*What to do*
Every entry must be echoed exactly.

*Records for this exercise*
.....
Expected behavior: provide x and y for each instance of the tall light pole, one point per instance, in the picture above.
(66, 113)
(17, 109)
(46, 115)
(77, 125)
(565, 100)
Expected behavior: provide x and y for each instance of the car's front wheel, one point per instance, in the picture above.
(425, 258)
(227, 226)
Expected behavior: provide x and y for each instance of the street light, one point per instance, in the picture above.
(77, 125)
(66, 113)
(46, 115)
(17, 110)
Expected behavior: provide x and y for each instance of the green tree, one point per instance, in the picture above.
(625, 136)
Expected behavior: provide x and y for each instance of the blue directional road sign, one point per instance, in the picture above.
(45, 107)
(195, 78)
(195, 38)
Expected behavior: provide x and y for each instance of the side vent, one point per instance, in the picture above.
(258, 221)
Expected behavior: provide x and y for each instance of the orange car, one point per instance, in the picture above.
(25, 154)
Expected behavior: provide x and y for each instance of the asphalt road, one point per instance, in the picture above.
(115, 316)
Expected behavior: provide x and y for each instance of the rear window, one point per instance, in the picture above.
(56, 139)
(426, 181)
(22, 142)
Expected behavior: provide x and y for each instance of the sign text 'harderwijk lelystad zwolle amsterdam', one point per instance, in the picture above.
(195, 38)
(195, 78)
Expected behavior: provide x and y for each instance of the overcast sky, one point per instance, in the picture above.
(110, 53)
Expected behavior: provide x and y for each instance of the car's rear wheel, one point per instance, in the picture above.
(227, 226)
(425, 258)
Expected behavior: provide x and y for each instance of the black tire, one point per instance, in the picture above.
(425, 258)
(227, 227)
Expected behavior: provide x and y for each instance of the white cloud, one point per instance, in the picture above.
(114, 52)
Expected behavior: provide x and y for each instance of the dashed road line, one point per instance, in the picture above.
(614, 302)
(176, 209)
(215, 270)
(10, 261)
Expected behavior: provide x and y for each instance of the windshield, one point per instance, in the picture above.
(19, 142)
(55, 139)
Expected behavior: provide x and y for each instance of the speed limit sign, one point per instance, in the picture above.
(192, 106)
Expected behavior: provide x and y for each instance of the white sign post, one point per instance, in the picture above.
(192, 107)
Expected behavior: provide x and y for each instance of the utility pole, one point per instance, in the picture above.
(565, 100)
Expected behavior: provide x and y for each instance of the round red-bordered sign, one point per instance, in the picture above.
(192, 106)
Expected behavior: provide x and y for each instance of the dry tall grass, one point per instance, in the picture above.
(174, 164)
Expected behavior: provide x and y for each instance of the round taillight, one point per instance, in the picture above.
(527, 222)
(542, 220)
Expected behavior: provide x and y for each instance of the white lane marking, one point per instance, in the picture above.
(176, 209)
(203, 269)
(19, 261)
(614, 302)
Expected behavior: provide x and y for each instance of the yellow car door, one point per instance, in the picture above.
.....
*Solution to the exercise*
Expected behavior: provide x and y for each instance of the tall light pole, one point per instance, in the picture above.
(66, 113)
(17, 109)
(46, 115)
(77, 125)
(565, 100)
Expected behavior: provide x and y for each instance of the car's front wheel, one point per instance, in the picture above.
(425, 258)
(227, 226)
Expected behavior: provide x and y for each instance of the street light, one point per instance, in the picture above.
(77, 125)
(66, 113)
(46, 115)
(17, 110)
Expected behavior: provide x and y for each instance of the green tree, one point per instance, in the picture above.
(625, 136)
Expected behavior: provide x and y for each instance of the blue directional road sign, one point per instance, in the picture above.
(45, 107)
(195, 78)
(195, 38)
Expected behavior: provide x and y for each instance of the side vent, one point per instance, in the picture above.
(258, 221)
Expected behavior: provide x and y for each instance of the orange car, one point per instance, in the picture above.
(25, 154)
Expected behavior: provide x and y for each instance of the asphalt road, one point per instance, in the picture above.
(115, 316)
Expected behavior: provide x and y for each instance of the rear window, one point per instance, in the picture above.
(56, 139)
(426, 181)
(22, 142)
Expected behavior: provide x and y for each instance of the sign text 'harderwijk lelystad zwolle amsterdam', one point per instance, in the picture above.
(195, 38)
(195, 78)
Expected behavior: provide x and y for each instance of the overcast sky, one point per instance, in the picture above.
(110, 53)
Expected behavior: provide x and y for each instance of the car's rear wheel, one point per instance, in the picture above.
(227, 226)
(425, 258)
Expected behavior: provide x and y for each instance of the black tire, one point per instance, in the picture above.
(425, 258)
(227, 227)
Expected behavior: provide x and y for each instance of the white cloud, one point per instance, in the picture above.
(114, 52)
Expected behavior: provide x and y for each instance of the dashed road line, one point per instance, in the picture above.
(614, 302)
(176, 209)
(215, 270)
(10, 261)
Expected behavior: provide x and y for each instance of the windshield, one point per instance, in the picture above.
(19, 142)
(55, 139)
Expected behavior: provide x and y for each instance of the speed limit sign, one point per instance, in the picture above.
(192, 106)
Expected behavior: provide x and y for each instance of the white sign post, one point per instance, in the picture above.
(192, 107)
Expected behavior: provide x and y for each instance of the utility pole, one point per instance, in the picture above.
(565, 100)
Expected behavior: provide x and y for each instance of the round red-bordered sign, one point per instance, in the picture above.
(192, 106)
Expected behavior: provide x and y for each instance of the dry tall grass, one point per instance, in the picture above.
(174, 164)
Expected behavior: provide x and y for each instance of the round taillight, one point per instance, in the picture above.
(527, 222)
(542, 220)
Expected behavior: provide x and y for each instance of the white lane marking, one point per instance, in the picture above.
(176, 209)
(203, 269)
(19, 261)
(614, 302)
Expected behavior: provide x and y for each instance of the yellow car door, one point per instance, in the picture above.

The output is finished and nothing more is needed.